## ФРАГМЕНТ ТЕКСТА
◆ ◆ ◆

Я не хочу воспоминаний, не хочу памяти, вспоминать то же, что забывать, руку свою не помнят, она есть. Будь! Не отдавай меня без боя! Не отдавай меня ночи, фонарям, мостам, прохожим, всему, всем. Я тебе буду верна. Потому что я никого другого не хочу, не могу (не захочу, не смогу). Потому что то мне дать, что ты мне дал, мне никто не даст, а меньшего я не хочу. Потому что ты один такой.
* * *Мой Арлекин, мой Авантюрист, моя Ночь, мое счастье, моя страсть. Сейчас лягу и возьму тебя к себе. Сначала будет так: моя голова на твоем плече, ты что-то говоришь, смеешься. Беру твою руку к губам — отнимаешь — не отнимаешь — твои губы на моих, глубокое прикосновение, проникновение — смех стих, слов — нет — и ближе, и глубже, и жарче, и нежней — и совсем уже невыносимая нега, которую ты так прекрасно, так искусно длишь.
Прочти и вспомни. Закрой глаза и вспомни. Твоя рука на моей груди, — вспомни. Прикосновение губ к груди.
Друг, я вся твоя.
* * *А потом будешь смеяться и говорить и засыпать, и когда я ночью сквозь сон тебя поцелую, ты нежно и сразу потянешься ко мне, хотя и не откроешь глаз.
М. [14:41–47]
Марина Ивановна Цветаева. Из письма К. Б. Родзевичу. 23 сентября 1923 г:
<…> Прожигать с Вами дни, — я бы этого вовсе хотела. У всего в человеке — свой час, у всякого часа — свой закон. Утро: одиночество, труд, добыча. (Добываешь — только когда работаешь, работа и есть добыча, в эти часы душа растет.) День: дела (у Вас), бродяжничество — у меня: набережные, овраги, пустые улицы, мысли о стихах. А с сумерками — люди, тот или другой, это час траты (растраты — не надо! Растрачиваешься в одном, коим и восполняешь. Любовь: единственное perpetuum mobile!)
Люди, музыка, огни на улицах, может «Wiener-blut»[72], может Бах, — ах, мы с Вами виг лицемерия, и час на час не приходится! А еще поздней — дом (это я говорю! Слоним бы обрадовался) — только одно бы мне с Вами было трудно: расставаться, чтобы спать.
(«Rien ne pouvait la consoler du chagrin d’aller se coucher!»[73] Один — об одной. Письмо XVIII в.) <…> Господи, какое это счастье всё любить — в одном!
* * *Друг, это не последний день. Если бы это был последний день — я бы так не писала. Мы в начале встречи, помните это. Не надо спешки, не хочу задыхаться, хочу глубокого вздоха. Друг, это не последний вздох! Не надо так. Надо верить, надо глубоко глядеть: Вам — в себя, мне — в Вас (и тоже — в себя!), надо дать чему-то утихнуть, осесть. Водоворот может быть мелок. Проверим дно. Вы — моряк. Мне ли Вас учить?

◆ ◆ ◆

## ВЫБОРКА ДАННЫХ
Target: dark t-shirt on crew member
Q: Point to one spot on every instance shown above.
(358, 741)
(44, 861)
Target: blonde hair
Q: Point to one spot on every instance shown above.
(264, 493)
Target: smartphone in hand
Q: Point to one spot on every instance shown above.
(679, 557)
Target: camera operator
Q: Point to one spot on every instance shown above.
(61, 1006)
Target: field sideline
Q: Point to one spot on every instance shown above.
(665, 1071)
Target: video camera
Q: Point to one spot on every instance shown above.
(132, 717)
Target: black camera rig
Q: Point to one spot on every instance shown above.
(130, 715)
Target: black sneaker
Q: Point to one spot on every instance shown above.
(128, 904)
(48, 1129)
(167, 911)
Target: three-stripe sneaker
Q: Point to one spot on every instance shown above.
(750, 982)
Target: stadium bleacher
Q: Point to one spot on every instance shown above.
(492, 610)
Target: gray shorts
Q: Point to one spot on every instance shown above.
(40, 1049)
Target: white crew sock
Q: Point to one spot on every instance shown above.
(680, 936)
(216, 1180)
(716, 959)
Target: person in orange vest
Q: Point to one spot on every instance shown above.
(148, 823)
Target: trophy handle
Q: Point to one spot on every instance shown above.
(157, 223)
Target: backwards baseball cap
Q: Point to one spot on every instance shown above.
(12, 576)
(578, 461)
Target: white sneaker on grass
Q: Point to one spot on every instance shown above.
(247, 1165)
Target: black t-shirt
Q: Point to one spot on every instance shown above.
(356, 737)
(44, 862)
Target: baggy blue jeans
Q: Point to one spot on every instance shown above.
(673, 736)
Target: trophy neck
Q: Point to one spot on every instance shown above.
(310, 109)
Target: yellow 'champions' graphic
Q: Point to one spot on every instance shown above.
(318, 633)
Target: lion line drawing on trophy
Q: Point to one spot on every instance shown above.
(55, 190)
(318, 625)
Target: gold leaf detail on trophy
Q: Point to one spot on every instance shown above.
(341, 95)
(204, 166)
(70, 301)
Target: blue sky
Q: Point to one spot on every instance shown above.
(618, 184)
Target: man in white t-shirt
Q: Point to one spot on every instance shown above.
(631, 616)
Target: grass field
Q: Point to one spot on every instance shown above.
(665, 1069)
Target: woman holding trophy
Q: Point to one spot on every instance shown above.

◆ ◆ ◆

## ЗАДАЧА ДЛЯ РЕШЕНИЯ
Что во фрагменте текста названо единственным perpetuum mobile?

## ПОЛЕ ОТВЕТА
Любовь.